▶ [EXERCISE REQUIREMENTS]:
**a)** In the lattice reduction excerpt, what total complexity results for Stepping algorithms?
**b)** Reproduce the lattice reduction excerpt word for word between "Analysis of this" and "Reduced lattice basis (b1 , b2 ,…,bn)", inclusive.

▶ [SELECTED EXTRACT]:
[Start]

Analysis of this algorithm has shown that at most n^2*log(B) switches need to be performed before termination of a reduction, and the calculation of the Gram-Schmidt basis requires O(n^3) operations resulting in a total complexity of O(n^5*log(B)). There are two main branches of algorithms which have been developed from the algorithm 3.1. The first is often referred too as Stepping algorithms which derive their name from the fact that they step through the basis for k=2,...,n performing switches and then a step back when ever necessary. The pseudocode for Stepping algorithms is as follows:

Algorithm 3.2: Stepping Algorithm
Input: Lattice basis (b1 , b2 ,…,bn)
Output: Reduced lattice basis (b1 , b2 ,…,bn)

//Initialize k which holds the current step
k = 2
Calculate the Gram-Schmidt orthogonalized basis
as well as ||b1||^2 ,…,||bn||^2 and the matrix M
while (k < n) do
    size reduce the kth column i.e. bk and uk using alg. 3.1
    if (||bk||^2 > 2 * ||bk+1||^2) then
       switch bk-1 and bk and fix qk-1 and qk in the Gram-Schmidt orthogonalized basis
       k = max{k-1, 2}
    else
       k = k+1
    endif
enddo

Both the first polytime algorithm (LLL) as well as the improved version presented by Schnorr and Euchner in [SE91] are Stepping algorithms. From the pseudocode we can see that the interesting parts to parallelize are the fixing of the Gram-Schmidt basis, the calculation of the ||bi||^2's and the size reduction of the kth columns of the basis matrix and of M. Notice how this algorithm no longer requires the complete recalculation of the Gram-Schmidt basis at every iteration but merely its "repairing" in the form of an update to two columns. This fact alone saves an O(n) operations per iteration resulting in a total complexity of O(n^4*log(B)).

The second common approach derived from algorithm 3.1 is called the Allswap algorithm and was first given in [RV92] by Roch and Villard, however with out a proper analysis. This was later on rectified by Heckler his dissertation [H95]. The name comes from the property that instead of performing one switch of bi and bi+1 per iteration the Allswap algorithms go through the entire basis and try and switch as many bi's as possible during each loop. In pseudocode:

Algorithm 3.3: Allswap Algorithm
Input: Lattice basis (b1 , b2 ,…,bn)

[End]

▶ [MATERIAL SUPPLIED]:
[Start]

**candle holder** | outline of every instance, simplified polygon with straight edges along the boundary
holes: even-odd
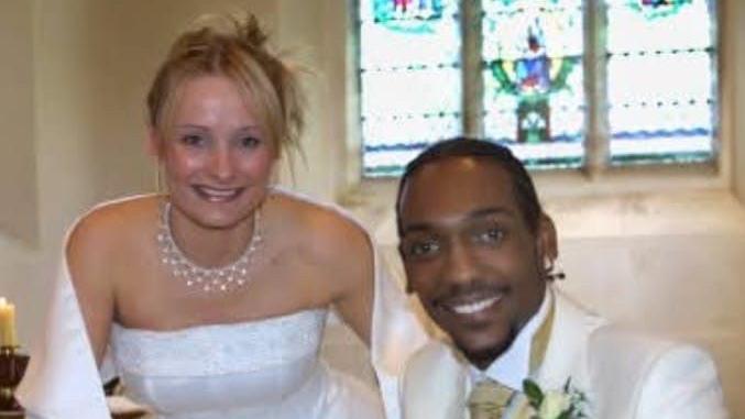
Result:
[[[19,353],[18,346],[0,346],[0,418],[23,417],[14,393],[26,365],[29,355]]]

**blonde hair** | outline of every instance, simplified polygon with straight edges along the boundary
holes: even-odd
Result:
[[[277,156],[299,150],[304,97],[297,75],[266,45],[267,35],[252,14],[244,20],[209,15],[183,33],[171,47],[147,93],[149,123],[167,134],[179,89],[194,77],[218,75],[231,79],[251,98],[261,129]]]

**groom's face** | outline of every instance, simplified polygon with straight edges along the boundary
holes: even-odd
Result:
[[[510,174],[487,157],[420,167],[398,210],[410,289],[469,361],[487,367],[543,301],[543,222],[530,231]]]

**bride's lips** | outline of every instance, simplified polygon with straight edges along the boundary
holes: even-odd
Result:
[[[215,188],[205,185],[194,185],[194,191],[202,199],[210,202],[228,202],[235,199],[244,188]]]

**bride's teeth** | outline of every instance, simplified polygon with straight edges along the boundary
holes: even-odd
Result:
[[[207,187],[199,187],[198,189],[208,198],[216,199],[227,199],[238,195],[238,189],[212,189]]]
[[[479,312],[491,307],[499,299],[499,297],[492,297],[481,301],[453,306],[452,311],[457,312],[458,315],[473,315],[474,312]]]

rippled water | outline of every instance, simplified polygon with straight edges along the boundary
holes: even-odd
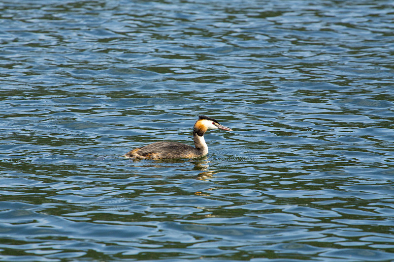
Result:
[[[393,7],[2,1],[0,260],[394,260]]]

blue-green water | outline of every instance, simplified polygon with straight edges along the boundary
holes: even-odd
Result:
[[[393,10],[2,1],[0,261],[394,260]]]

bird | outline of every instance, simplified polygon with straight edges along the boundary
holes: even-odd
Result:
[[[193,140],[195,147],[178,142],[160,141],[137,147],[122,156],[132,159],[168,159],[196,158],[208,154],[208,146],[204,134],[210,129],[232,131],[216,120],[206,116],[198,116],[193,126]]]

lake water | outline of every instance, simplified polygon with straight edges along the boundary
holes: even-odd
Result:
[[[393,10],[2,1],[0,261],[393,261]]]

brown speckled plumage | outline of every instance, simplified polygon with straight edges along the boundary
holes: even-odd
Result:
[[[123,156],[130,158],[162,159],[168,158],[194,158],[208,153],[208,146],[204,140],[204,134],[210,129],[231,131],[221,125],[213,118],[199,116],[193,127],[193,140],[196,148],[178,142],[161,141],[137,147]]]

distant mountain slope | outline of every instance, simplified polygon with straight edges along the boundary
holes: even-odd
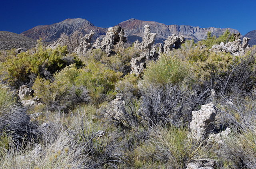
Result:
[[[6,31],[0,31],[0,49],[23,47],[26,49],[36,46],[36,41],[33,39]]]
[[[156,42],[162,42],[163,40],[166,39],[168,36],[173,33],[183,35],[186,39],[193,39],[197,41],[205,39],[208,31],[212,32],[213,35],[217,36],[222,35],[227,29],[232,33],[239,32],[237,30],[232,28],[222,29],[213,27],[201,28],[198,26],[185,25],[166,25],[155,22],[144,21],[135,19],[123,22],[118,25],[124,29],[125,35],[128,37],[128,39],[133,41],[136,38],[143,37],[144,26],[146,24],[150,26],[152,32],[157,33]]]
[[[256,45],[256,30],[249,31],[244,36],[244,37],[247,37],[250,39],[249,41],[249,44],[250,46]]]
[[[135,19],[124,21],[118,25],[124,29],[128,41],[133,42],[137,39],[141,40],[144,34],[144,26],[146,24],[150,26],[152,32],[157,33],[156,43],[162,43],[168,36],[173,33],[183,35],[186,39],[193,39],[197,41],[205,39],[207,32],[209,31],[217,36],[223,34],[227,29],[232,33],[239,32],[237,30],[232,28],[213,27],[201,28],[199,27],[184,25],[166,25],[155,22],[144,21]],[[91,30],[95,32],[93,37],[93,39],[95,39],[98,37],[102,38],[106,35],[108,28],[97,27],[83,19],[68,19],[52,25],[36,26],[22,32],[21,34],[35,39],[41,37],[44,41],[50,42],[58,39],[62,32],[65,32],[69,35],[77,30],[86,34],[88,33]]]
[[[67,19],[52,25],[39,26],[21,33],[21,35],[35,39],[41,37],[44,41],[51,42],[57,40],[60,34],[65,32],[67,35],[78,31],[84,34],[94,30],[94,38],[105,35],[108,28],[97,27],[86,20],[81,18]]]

[End]

▶ [TASK-BY-TASK SOLUTIONS]:
**a)** O(n^4*log(B))

**b)**
Analysis of this algorithm has shown that at most n^2*log(B) switches need to be performed before termination of a reduction, and the calculation of the Gram-Schmidt basis requires O(n^3) operations resulting in a total complexity of O(n^5*log(B)). There are two main branches of algorithms which have been developed from the algorithm 3.1. The first is often referred too as Stepping algorithms which derive their name from the fact that they step through the basis for k=2,...,n performing switches and then a step back when ever necessary. The pseudocode for Stepping algorithms is as follows:

Algorithm 3.2: Stepping Algorithm
Input: Lattice basis (b1 , b2 ,…,bn)
Output: Reduced lattice basis (b1 , b2 ,…,bn)